▶ Tasks and exercises:
a) According to the guaranty excerpt, which state's substantive laws govern the Guaranty?
b) Set down word for word the passage of the guaranty excerpt that opens with the words containing "11. Amendment. No" and closes with "for which given.".

▶ Text to read:

—————

11. Amendment. No amendment, modification, consent or waiver of any
provision of this Guaranty, and no consent to any departure by Guarantor
therefrom, shall be effective unless the same shall be in writing signed by duly
authorized officers of Xxxxxxx, and then shall be effective only to the specific
instance and for the specific purpose for which given.
12. Successors and Assigns Bound. Guarantor's obligations and
liabilities under this Guaranty shall be binding upon Guarantor's successors,
heirs, legatees, devisees, administrators, executors and assigns. The rights and
remedies granted to the Lender under this Guaranty shall also inure to the
benefit of the Lender's successors and assigns, as well as to any and all
subsequent holder or holders of any of the Indebtedness subject to this
Guaranty.
13. Caption Heading. Caption headings of the section of this Guaranty
are for convenience purposes only and are not to be used to interpret or to
define their provisions. In this Guaranty, whenever the context so requires, the
singular includes the plural and the plural also includes the singular.
14. Governing Law. This Guaranty shall be governed and construed in
accordance with the substantive laws of the State of New York and applicable
federal law and if such law is not applicable, this Guaranty shall be governed
and construed in accordance with the laws of Ecuador or Colombia to the extend
applicable.

—————

▶ Stored records:

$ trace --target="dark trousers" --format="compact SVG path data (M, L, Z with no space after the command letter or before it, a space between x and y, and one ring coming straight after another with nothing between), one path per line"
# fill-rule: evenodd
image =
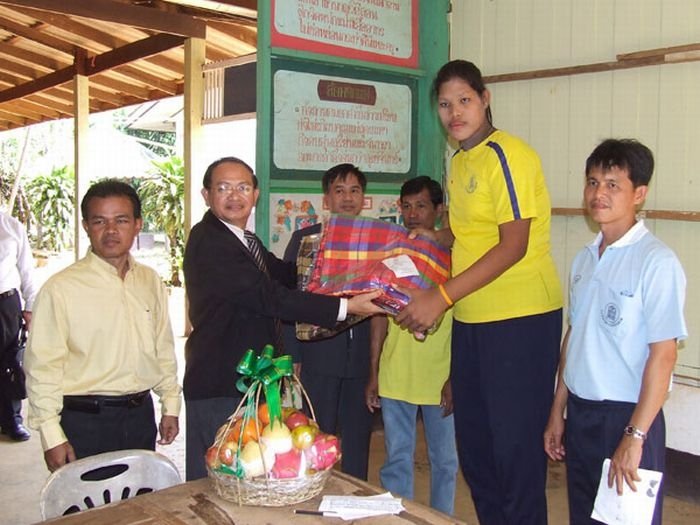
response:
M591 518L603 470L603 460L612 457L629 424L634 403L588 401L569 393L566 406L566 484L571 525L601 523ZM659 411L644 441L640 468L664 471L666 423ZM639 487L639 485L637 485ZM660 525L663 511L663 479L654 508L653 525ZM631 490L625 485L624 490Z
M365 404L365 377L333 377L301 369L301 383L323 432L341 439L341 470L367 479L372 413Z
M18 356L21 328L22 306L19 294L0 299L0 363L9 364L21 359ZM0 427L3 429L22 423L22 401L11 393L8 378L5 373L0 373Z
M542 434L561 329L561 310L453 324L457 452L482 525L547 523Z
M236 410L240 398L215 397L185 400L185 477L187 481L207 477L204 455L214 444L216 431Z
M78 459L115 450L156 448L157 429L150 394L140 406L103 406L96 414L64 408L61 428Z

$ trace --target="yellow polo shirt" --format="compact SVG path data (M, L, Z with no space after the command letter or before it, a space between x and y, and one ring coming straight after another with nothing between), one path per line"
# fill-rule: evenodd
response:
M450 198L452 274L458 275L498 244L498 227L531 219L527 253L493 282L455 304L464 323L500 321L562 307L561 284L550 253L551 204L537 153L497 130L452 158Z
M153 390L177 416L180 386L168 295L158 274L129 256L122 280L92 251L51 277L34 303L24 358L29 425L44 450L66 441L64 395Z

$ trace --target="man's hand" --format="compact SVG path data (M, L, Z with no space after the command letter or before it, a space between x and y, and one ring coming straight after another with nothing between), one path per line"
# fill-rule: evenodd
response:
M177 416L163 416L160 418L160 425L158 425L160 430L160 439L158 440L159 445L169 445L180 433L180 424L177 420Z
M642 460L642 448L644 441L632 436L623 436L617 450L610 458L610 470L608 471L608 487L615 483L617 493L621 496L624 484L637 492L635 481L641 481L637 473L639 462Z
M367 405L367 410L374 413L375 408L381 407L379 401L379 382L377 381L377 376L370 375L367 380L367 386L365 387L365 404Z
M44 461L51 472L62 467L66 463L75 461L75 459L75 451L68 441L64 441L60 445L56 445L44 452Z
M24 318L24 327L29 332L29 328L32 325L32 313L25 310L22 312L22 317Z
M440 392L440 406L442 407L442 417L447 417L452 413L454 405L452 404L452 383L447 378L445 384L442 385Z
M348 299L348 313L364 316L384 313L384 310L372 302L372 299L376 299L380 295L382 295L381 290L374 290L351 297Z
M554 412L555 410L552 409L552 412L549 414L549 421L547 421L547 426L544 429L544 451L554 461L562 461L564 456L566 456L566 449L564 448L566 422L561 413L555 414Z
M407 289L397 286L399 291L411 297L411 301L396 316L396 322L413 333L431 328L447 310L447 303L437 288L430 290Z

—————

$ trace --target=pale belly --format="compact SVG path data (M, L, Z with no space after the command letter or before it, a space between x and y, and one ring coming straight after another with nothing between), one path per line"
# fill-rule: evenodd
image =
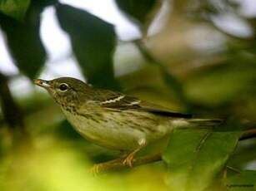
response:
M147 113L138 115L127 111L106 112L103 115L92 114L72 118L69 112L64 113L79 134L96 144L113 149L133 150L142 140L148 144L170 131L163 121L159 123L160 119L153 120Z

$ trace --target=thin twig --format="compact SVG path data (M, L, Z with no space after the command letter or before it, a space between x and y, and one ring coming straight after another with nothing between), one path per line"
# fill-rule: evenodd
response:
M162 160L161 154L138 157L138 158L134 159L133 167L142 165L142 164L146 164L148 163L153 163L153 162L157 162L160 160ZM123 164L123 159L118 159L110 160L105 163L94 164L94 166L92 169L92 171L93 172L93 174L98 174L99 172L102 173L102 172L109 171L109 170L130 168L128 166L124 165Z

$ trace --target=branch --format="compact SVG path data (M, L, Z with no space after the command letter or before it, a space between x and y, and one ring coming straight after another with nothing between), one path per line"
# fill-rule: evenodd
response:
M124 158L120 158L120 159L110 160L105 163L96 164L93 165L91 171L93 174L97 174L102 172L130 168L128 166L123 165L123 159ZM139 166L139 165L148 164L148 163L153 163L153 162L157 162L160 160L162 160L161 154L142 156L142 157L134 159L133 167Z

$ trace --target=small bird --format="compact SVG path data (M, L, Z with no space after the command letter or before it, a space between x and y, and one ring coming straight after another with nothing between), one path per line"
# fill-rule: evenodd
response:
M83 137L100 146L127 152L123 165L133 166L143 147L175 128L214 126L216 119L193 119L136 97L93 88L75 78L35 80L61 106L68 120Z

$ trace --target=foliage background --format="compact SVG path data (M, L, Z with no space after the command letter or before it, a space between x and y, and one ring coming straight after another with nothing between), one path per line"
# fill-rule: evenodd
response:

—————

▶ Response list:
a) The State of New York.

b)
11. Amendment. No amendment, modification, consent or waiver of any
provision of this Guaranty, and no consent to any departure by Guarantor
therefrom, shall be effective unless the same shall be in writing signed by duly
authorized officers of Xxxxxxx, and then shall be effective only to the specific
instance and for the specific purpose for which given.